● Goal:
Copy the material below word for word, with every line in its original order.

(Dataset records on object locations)
-------

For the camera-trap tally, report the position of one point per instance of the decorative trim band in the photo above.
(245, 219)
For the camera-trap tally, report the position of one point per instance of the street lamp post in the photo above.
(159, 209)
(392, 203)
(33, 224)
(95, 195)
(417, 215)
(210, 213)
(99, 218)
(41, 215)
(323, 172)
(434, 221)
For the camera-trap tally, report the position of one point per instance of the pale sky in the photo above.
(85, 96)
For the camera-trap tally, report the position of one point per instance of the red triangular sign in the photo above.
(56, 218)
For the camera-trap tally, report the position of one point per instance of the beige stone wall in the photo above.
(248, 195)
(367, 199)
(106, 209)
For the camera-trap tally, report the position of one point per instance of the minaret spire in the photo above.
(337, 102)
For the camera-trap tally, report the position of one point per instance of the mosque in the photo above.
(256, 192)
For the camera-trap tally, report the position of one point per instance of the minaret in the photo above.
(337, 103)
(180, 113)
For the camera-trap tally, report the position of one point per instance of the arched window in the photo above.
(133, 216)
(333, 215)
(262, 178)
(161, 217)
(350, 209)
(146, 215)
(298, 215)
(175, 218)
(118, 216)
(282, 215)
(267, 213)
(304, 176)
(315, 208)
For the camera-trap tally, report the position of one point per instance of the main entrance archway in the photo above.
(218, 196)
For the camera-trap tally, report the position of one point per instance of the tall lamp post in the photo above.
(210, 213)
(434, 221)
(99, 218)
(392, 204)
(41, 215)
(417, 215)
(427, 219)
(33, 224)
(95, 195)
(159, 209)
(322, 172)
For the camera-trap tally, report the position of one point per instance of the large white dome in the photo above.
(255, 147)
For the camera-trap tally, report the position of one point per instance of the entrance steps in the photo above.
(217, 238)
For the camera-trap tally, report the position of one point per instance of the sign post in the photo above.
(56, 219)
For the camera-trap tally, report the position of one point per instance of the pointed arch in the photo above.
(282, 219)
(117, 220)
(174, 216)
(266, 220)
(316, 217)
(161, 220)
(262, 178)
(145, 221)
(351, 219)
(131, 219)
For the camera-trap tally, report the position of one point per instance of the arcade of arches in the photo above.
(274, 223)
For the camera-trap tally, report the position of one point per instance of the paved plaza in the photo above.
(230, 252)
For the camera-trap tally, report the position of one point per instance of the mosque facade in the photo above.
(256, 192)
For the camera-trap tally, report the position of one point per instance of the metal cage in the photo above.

-------

● Task output:
For the camera-trap tally, report the position of one point per instance of the decorative trim band in the photo above.
(245, 219)
For the camera-trap tally, report the position of one point per instance of the street lamp post in the photo above.
(159, 209)
(392, 203)
(33, 224)
(95, 195)
(417, 215)
(210, 213)
(99, 218)
(41, 215)
(323, 172)
(434, 221)
For the camera-trap tally, report the position of one point per instance of the pale sky in the photo above.
(85, 96)
For the camera-trap tally, report the position of one point per instance of the red triangular sign in the photo above.
(56, 218)
For the camera-trap tally, report the position of one point per instance of the beige stone wall in the photo above.
(248, 195)
(367, 199)
(106, 209)
For the camera-trap tally, report the position of one point per instance of the minaret spire in the photo above.
(337, 102)
For the camera-trap tally, report the position of one point per instance of the mosque in the photo above.
(256, 192)
For the camera-trap tally, report the position of one point per instance of the minaret in the photo above.
(337, 103)
(180, 113)
For the camera-trap tally, report the position of one point per instance of the arched window in the photo above.
(133, 216)
(333, 215)
(262, 178)
(161, 217)
(350, 209)
(146, 215)
(298, 215)
(175, 218)
(118, 216)
(282, 215)
(267, 213)
(304, 176)
(315, 208)
For the camera-trap tally, report the position of one point per instance of the main entrance archway in the photo above.
(218, 196)
For the camera-trap tally, report the position of one point per instance of the tall lamp post in the photo above.
(210, 213)
(434, 221)
(99, 218)
(392, 204)
(41, 215)
(417, 215)
(427, 219)
(33, 224)
(95, 195)
(159, 209)
(322, 172)
For the camera-trap tally, report the position of one point per instance of the large white dome in the photo above.
(255, 147)
For the camera-trap tally, report the position of one point per instance of the entrance steps in the photo above.
(217, 238)
For the camera-trap tally, report the position of one point per instance of the sign post in the photo above.
(56, 219)
For the camera-trap tally, report the position of one point per instance of the pointed arch in the photo above.
(282, 219)
(117, 220)
(174, 216)
(266, 220)
(316, 217)
(161, 220)
(262, 178)
(145, 221)
(351, 219)
(131, 219)
For the camera-trap tally, report the position of one point per instance of the arcade of arches in the photo above.
(274, 223)
For the camera-trap tally, report the position of one point per instance of the paved plaza in the photo above.
(230, 252)
For the camera-trap tally, report the position of one point per instance of the mosque facade in the photo above.
(256, 192)
For the camera-trap tally, report the position of one point per instance of the metal cage in the photo above.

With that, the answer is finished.